(GIVEN RECORDS Opens)

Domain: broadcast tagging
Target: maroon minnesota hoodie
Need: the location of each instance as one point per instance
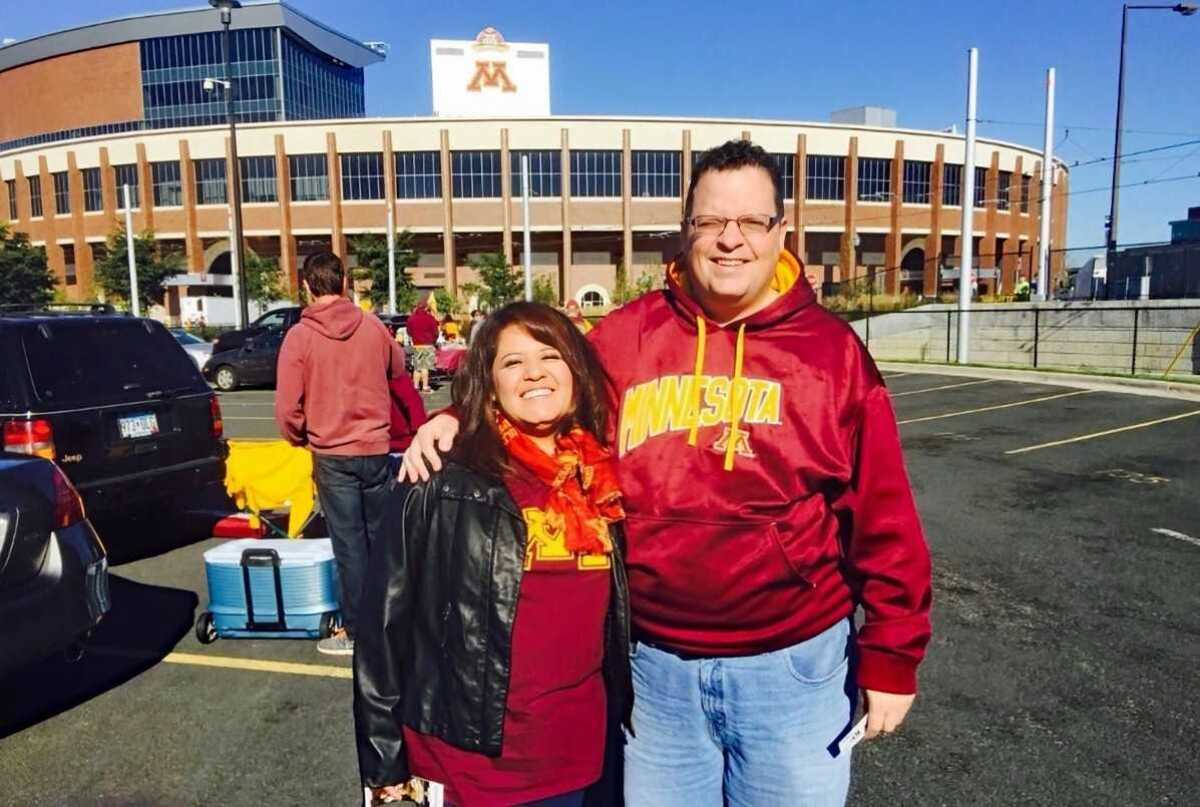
(763, 480)
(331, 382)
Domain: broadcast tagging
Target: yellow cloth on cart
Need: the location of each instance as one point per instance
(269, 474)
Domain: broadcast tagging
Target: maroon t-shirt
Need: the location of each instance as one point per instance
(555, 717)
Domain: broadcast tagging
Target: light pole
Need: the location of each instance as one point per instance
(239, 268)
(1187, 10)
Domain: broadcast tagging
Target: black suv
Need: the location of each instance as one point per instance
(249, 356)
(118, 404)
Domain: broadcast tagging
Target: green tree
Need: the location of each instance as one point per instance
(264, 282)
(545, 290)
(371, 250)
(498, 282)
(155, 265)
(24, 276)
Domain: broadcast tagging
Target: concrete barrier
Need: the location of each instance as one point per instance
(1086, 336)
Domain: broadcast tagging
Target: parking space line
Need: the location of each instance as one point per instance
(1173, 533)
(997, 406)
(1104, 434)
(258, 665)
(934, 389)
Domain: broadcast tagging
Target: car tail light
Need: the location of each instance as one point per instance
(67, 502)
(217, 423)
(35, 437)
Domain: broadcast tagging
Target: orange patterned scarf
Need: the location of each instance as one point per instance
(583, 497)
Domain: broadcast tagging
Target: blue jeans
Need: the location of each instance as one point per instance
(745, 731)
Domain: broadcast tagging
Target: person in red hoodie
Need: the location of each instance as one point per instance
(331, 396)
(767, 500)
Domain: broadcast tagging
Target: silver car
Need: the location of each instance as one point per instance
(196, 347)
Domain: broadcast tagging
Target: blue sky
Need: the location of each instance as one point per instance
(802, 60)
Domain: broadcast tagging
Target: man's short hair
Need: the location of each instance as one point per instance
(731, 156)
(324, 274)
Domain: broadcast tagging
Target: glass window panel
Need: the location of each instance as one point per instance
(258, 179)
(35, 196)
(61, 192)
(418, 174)
(827, 178)
(310, 177)
(874, 179)
(545, 173)
(168, 189)
(917, 181)
(657, 174)
(210, 181)
(127, 174)
(952, 185)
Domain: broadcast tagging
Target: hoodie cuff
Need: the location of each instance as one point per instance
(886, 671)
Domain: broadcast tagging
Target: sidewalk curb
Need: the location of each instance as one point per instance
(1147, 387)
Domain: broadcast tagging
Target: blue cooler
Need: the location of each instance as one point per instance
(271, 590)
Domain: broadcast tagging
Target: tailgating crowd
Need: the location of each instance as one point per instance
(623, 567)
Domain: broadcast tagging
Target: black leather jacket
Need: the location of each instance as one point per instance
(433, 641)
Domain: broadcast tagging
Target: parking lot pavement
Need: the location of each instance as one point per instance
(1065, 527)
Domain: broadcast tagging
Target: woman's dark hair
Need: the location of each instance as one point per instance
(323, 273)
(473, 392)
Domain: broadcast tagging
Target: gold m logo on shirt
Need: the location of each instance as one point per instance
(669, 404)
(491, 73)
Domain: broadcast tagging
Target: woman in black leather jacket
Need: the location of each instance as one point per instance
(492, 649)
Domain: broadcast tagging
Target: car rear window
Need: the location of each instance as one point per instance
(91, 363)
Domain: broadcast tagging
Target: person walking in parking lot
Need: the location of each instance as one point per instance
(767, 498)
(333, 398)
(423, 332)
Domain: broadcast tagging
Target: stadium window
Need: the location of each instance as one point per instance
(916, 181)
(952, 185)
(61, 192)
(786, 166)
(1003, 190)
(127, 174)
(310, 177)
(595, 173)
(475, 174)
(363, 175)
(827, 178)
(168, 189)
(655, 174)
(69, 274)
(418, 174)
(874, 179)
(35, 196)
(545, 172)
(210, 181)
(258, 180)
(93, 192)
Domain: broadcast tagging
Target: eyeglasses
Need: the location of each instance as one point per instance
(754, 225)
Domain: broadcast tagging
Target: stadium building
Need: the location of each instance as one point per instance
(87, 111)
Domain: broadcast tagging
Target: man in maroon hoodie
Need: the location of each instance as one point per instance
(767, 501)
(333, 398)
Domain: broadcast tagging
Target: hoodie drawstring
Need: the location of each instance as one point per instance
(701, 328)
(735, 410)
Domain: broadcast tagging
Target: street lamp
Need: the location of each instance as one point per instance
(226, 9)
(1186, 10)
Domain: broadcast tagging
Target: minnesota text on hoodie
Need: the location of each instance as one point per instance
(331, 392)
(763, 479)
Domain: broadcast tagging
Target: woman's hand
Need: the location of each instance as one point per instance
(433, 438)
(885, 711)
(393, 793)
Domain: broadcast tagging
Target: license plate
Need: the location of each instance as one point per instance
(138, 425)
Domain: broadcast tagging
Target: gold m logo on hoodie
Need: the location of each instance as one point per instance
(672, 404)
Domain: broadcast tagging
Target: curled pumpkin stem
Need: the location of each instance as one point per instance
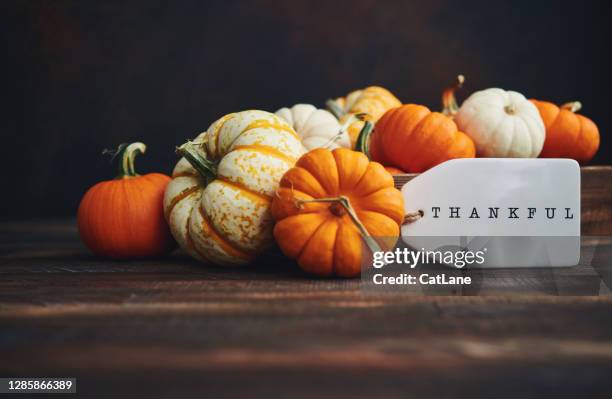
(346, 204)
(206, 168)
(128, 153)
(335, 109)
(573, 106)
(363, 140)
(449, 102)
(344, 127)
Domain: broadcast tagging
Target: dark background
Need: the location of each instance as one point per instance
(82, 76)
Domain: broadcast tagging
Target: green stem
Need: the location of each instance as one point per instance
(205, 168)
(128, 153)
(449, 102)
(573, 106)
(346, 203)
(335, 109)
(363, 140)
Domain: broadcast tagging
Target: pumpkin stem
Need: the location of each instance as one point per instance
(205, 168)
(363, 140)
(449, 102)
(573, 106)
(335, 109)
(344, 127)
(343, 201)
(128, 153)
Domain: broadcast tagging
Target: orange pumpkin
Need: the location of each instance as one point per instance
(414, 139)
(327, 203)
(123, 218)
(568, 134)
(370, 104)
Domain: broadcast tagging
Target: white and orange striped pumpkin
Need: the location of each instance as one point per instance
(318, 128)
(217, 204)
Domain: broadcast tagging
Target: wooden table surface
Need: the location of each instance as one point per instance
(171, 328)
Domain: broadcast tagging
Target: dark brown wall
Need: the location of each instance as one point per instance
(83, 76)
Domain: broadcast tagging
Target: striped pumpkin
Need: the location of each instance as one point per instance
(372, 102)
(217, 204)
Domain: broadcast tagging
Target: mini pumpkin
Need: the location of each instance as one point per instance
(328, 203)
(414, 139)
(218, 202)
(123, 218)
(502, 123)
(316, 127)
(371, 102)
(568, 134)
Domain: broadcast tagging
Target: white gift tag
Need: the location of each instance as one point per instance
(526, 212)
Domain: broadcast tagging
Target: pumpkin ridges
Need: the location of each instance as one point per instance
(559, 132)
(379, 224)
(401, 145)
(351, 167)
(191, 246)
(225, 244)
(251, 194)
(301, 179)
(373, 180)
(284, 205)
(462, 147)
(293, 232)
(430, 134)
(325, 241)
(565, 129)
(266, 150)
(386, 201)
(179, 197)
(590, 134)
(317, 256)
(348, 250)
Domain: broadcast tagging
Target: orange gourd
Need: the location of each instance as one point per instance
(414, 139)
(568, 134)
(394, 171)
(123, 218)
(328, 203)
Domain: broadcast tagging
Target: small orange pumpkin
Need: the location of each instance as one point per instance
(414, 139)
(568, 134)
(124, 218)
(370, 103)
(327, 203)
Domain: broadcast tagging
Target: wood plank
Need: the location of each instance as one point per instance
(171, 327)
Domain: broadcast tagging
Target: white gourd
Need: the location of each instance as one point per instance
(218, 211)
(316, 127)
(502, 124)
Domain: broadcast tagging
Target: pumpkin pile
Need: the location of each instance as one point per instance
(315, 182)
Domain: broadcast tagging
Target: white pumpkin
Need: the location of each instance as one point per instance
(502, 124)
(217, 204)
(316, 127)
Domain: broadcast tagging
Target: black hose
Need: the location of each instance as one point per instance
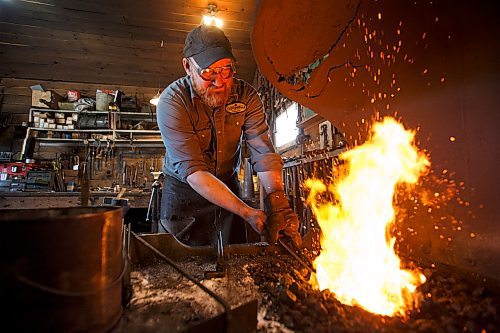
(224, 304)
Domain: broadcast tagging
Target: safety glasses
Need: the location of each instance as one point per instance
(208, 74)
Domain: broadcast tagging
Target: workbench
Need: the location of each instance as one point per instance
(34, 200)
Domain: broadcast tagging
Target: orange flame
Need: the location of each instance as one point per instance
(357, 261)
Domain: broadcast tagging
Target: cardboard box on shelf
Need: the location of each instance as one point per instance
(38, 95)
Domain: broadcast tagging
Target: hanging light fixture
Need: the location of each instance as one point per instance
(156, 98)
(210, 17)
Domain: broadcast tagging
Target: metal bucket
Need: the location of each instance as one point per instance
(61, 270)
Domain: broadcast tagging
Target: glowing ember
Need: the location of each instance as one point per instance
(357, 261)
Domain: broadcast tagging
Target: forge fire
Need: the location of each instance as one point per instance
(357, 261)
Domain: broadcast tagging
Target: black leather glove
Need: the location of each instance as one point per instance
(280, 217)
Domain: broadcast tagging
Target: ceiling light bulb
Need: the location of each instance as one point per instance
(155, 99)
(207, 19)
(218, 22)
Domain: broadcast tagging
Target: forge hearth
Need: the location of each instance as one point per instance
(163, 300)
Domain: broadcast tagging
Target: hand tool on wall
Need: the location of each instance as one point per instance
(124, 173)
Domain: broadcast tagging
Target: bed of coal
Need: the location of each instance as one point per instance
(164, 300)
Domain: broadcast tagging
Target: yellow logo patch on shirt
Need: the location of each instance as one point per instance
(236, 107)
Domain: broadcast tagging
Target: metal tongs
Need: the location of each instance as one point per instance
(296, 252)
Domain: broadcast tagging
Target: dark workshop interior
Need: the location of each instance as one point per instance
(385, 114)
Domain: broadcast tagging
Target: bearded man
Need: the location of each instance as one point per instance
(203, 118)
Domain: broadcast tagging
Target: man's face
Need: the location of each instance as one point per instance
(214, 91)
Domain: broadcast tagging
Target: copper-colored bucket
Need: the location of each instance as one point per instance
(61, 270)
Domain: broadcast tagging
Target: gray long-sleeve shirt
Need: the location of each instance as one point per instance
(197, 137)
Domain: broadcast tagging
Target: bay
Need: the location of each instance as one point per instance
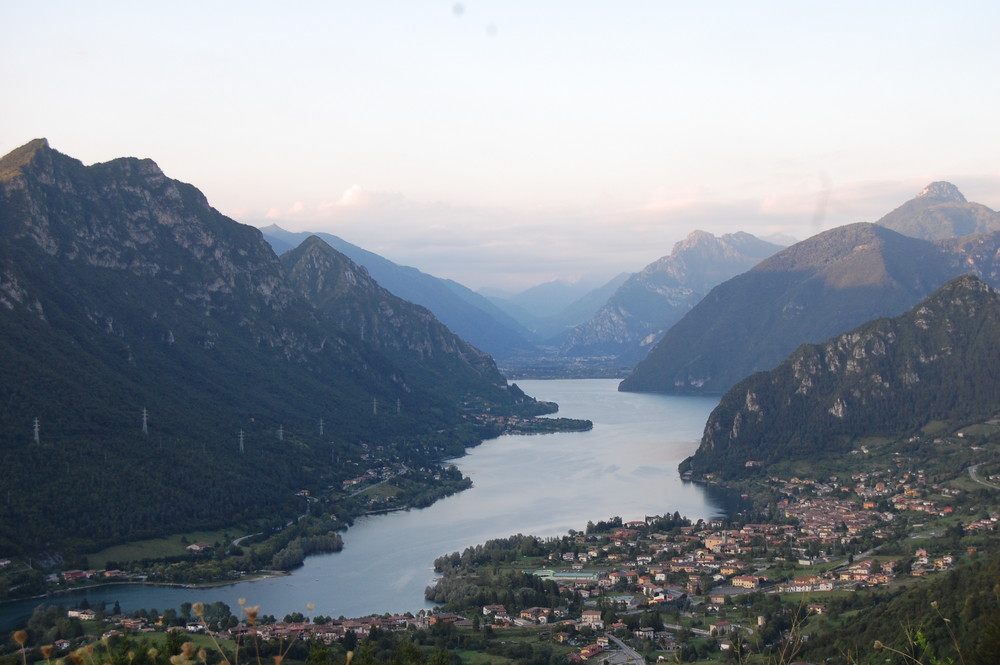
(543, 485)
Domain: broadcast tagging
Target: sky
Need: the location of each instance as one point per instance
(508, 143)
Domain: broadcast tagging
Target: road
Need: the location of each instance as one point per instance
(629, 656)
(973, 473)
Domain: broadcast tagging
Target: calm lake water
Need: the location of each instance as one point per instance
(543, 485)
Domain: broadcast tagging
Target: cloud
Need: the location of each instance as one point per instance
(518, 248)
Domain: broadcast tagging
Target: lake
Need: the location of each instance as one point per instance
(540, 484)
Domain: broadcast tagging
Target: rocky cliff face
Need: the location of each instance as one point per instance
(168, 355)
(940, 211)
(817, 288)
(649, 302)
(885, 378)
(409, 334)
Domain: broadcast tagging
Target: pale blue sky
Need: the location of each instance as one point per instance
(505, 143)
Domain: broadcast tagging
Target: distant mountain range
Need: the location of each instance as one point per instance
(469, 315)
(552, 309)
(649, 302)
(558, 322)
(163, 369)
(940, 211)
(886, 378)
(811, 291)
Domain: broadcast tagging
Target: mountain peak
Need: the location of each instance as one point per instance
(943, 192)
(12, 162)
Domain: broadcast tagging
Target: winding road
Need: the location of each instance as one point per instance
(975, 477)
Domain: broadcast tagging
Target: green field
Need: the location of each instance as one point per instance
(156, 548)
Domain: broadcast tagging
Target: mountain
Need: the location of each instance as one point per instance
(808, 292)
(469, 315)
(407, 334)
(941, 211)
(886, 378)
(553, 309)
(164, 370)
(651, 301)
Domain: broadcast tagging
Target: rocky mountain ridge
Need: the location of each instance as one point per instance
(162, 351)
(652, 300)
(886, 378)
(819, 287)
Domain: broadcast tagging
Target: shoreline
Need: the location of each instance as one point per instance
(250, 577)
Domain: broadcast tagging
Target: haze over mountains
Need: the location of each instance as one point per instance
(815, 289)
(649, 302)
(559, 323)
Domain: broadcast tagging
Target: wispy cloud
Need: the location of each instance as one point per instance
(510, 248)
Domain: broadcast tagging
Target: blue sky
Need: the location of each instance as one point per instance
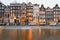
(50, 3)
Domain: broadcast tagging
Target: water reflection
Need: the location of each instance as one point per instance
(30, 34)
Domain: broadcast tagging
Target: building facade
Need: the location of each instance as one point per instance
(42, 15)
(49, 15)
(29, 12)
(2, 10)
(56, 13)
(23, 14)
(15, 13)
(35, 13)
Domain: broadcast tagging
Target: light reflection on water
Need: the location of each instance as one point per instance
(30, 34)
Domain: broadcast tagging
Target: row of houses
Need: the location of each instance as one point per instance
(28, 14)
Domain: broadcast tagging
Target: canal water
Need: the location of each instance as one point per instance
(30, 34)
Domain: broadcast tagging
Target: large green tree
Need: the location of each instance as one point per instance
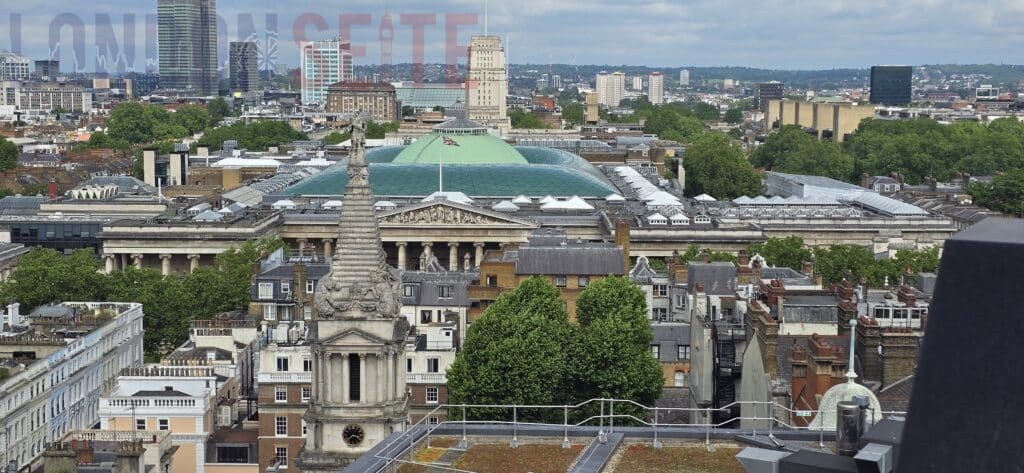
(716, 167)
(612, 356)
(8, 156)
(516, 352)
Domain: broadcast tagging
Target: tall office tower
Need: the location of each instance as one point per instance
(186, 31)
(244, 63)
(47, 68)
(357, 338)
(486, 85)
(768, 91)
(638, 83)
(891, 84)
(610, 88)
(13, 67)
(655, 88)
(323, 65)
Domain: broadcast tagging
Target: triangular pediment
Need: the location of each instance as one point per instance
(448, 213)
(352, 337)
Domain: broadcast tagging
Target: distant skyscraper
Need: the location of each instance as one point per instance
(486, 85)
(187, 38)
(638, 83)
(610, 88)
(245, 67)
(47, 68)
(323, 65)
(13, 67)
(891, 84)
(769, 91)
(655, 88)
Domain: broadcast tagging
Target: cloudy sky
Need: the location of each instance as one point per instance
(778, 34)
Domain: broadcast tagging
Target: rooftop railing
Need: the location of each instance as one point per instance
(638, 420)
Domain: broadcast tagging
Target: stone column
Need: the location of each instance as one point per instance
(479, 254)
(453, 256)
(165, 264)
(344, 378)
(363, 378)
(401, 254)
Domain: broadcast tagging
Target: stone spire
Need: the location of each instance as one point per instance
(360, 284)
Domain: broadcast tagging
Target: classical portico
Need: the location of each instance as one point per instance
(357, 337)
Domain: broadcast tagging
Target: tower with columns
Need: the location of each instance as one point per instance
(358, 338)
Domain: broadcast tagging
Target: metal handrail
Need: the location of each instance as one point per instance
(397, 446)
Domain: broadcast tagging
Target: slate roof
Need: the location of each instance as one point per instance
(718, 278)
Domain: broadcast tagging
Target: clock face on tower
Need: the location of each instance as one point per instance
(352, 435)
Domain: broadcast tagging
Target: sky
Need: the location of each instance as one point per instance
(770, 34)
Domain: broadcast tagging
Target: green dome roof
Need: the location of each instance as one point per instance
(542, 172)
(469, 149)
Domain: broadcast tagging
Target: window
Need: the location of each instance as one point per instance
(266, 291)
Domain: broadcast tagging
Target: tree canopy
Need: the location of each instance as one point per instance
(716, 167)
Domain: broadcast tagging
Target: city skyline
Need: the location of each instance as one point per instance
(632, 32)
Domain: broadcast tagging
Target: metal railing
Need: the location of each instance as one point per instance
(778, 418)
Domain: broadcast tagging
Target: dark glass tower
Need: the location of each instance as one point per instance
(891, 85)
(187, 36)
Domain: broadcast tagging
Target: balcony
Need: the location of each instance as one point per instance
(285, 377)
(426, 378)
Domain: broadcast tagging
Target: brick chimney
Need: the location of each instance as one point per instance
(899, 354)
(868, 340)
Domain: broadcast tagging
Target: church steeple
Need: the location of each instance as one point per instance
(357, 338)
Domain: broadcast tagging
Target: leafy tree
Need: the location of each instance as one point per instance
(337, 138)
(733, 116)
(8, 156)
(525, 120)
(716, 167)
(516, 352)
(192, 118)
(1006, 194)
(788, 252)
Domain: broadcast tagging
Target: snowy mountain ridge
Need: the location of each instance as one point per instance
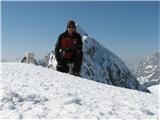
(35, 92)
(101, 65)
(148, 70)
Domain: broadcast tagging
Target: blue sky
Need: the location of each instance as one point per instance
(129, 29)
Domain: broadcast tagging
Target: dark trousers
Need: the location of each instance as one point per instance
(63, 65)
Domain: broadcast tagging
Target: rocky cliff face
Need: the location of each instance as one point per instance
(148, 70)
(101, 65)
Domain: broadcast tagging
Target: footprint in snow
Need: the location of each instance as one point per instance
(75, 100)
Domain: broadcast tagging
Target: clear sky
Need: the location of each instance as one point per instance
(128, 29)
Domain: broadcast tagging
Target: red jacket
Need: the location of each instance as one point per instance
(68, 45)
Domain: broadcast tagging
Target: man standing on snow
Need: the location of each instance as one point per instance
(68, 50)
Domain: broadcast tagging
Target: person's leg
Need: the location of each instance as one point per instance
(77, 63)
(62, 67)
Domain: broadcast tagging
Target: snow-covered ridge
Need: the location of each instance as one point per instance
(148, 70)
(34, 92)
(101, 65)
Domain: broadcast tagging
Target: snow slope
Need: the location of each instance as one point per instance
(148, 70)
(30, 91)
(101, 65)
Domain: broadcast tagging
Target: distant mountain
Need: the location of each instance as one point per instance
(148, 70)
(101, 65)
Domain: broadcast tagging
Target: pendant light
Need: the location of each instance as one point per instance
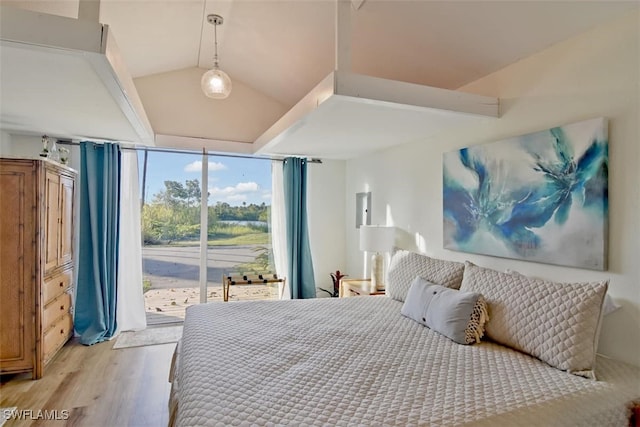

(GIVEN RECORDS Closes)

## EXERCISE AIM
In the data above, which lines include "railing"? Return those lines.

## ANSWER SECTION
Target: rooftop railing
Target: metal railing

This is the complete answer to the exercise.